■ Directions
Return every line of the material below that contains the word "mirror", treating uppercase and lowercase letters as different.

■ Record excerpts
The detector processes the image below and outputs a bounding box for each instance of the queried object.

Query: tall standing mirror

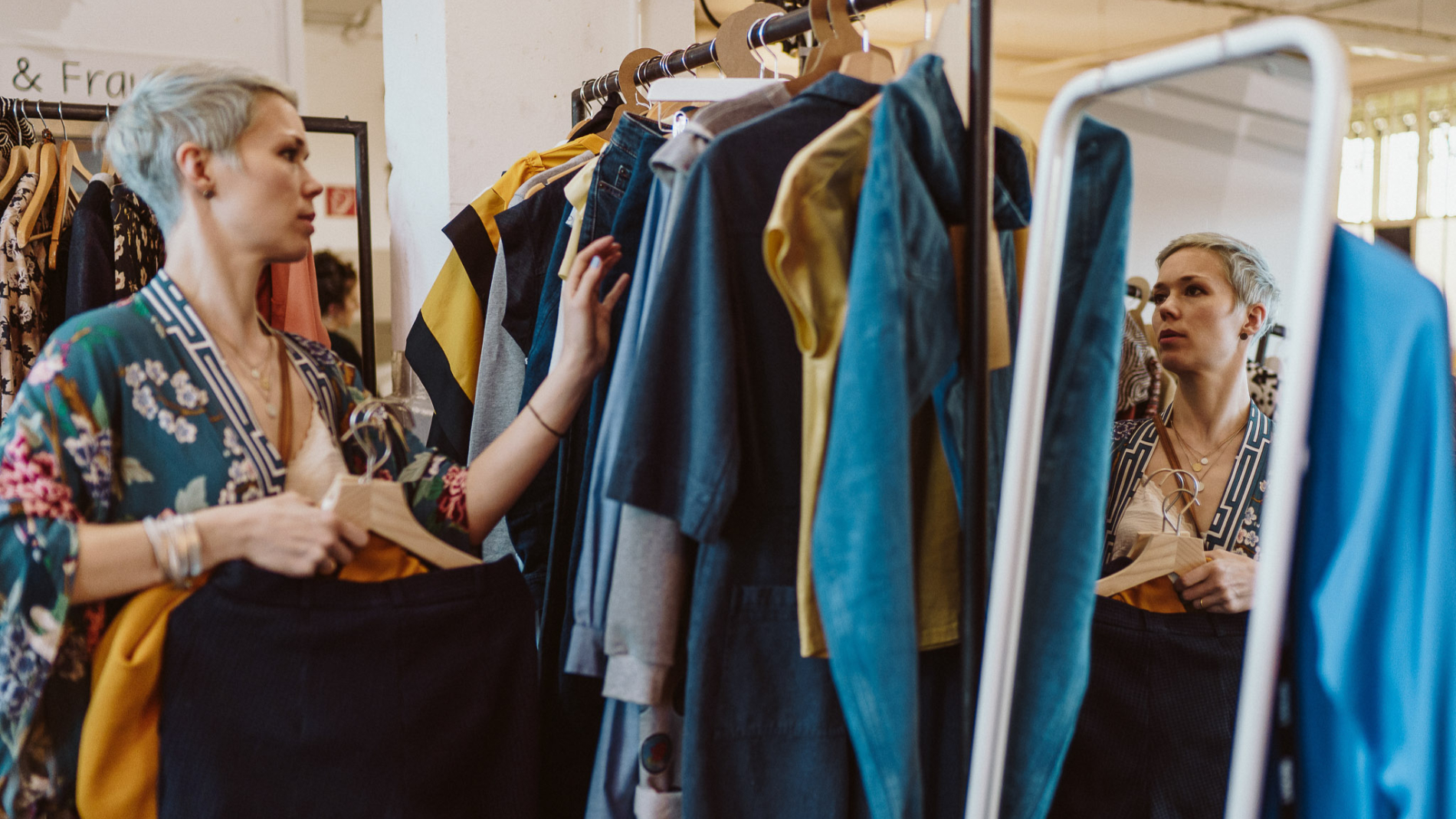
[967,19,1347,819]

* * *

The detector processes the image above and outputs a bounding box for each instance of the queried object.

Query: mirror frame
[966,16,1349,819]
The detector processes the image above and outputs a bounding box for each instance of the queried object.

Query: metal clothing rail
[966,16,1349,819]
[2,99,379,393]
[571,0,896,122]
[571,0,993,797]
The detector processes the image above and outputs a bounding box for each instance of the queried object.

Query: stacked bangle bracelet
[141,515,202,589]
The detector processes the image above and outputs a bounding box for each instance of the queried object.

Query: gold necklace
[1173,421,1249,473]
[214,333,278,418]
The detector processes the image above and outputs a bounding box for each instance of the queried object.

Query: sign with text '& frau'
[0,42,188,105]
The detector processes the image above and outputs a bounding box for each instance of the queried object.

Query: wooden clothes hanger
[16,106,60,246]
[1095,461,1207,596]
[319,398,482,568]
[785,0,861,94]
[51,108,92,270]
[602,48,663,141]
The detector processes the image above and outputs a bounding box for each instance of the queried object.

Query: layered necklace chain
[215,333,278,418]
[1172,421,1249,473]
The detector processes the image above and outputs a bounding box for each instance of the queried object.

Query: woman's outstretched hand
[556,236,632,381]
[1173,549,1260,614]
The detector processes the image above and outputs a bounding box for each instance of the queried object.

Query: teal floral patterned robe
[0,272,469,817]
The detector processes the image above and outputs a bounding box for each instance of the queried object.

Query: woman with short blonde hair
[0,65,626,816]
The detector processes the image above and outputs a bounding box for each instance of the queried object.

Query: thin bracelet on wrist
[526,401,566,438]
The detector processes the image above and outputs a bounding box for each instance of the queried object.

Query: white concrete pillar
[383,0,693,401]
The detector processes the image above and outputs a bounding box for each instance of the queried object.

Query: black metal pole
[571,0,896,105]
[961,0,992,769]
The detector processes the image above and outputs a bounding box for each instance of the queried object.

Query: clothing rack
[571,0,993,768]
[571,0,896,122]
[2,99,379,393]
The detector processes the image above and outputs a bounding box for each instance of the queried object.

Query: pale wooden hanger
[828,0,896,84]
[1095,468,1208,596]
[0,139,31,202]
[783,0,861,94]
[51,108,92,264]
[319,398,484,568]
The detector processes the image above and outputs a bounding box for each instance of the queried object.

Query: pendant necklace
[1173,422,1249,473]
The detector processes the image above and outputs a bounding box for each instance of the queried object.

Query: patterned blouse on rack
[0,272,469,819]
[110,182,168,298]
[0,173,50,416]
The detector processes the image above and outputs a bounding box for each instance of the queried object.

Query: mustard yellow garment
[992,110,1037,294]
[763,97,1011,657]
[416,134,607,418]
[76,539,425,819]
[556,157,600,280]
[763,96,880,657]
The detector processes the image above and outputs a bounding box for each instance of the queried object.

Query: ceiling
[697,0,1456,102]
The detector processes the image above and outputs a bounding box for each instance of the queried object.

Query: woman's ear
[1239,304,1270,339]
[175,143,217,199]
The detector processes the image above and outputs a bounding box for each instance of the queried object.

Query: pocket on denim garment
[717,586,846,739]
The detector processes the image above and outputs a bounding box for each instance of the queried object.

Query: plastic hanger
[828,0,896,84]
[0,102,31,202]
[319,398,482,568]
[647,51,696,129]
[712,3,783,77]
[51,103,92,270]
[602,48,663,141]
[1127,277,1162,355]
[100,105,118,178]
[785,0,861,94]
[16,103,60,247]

...

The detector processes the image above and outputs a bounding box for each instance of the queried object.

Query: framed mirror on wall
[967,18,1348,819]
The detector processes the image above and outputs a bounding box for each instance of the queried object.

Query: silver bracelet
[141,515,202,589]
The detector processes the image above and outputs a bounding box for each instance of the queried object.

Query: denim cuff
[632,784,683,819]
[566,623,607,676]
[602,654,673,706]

■ The reply
Query: tall standing mirror
Query: mirror frame
Query: framed mirror on wall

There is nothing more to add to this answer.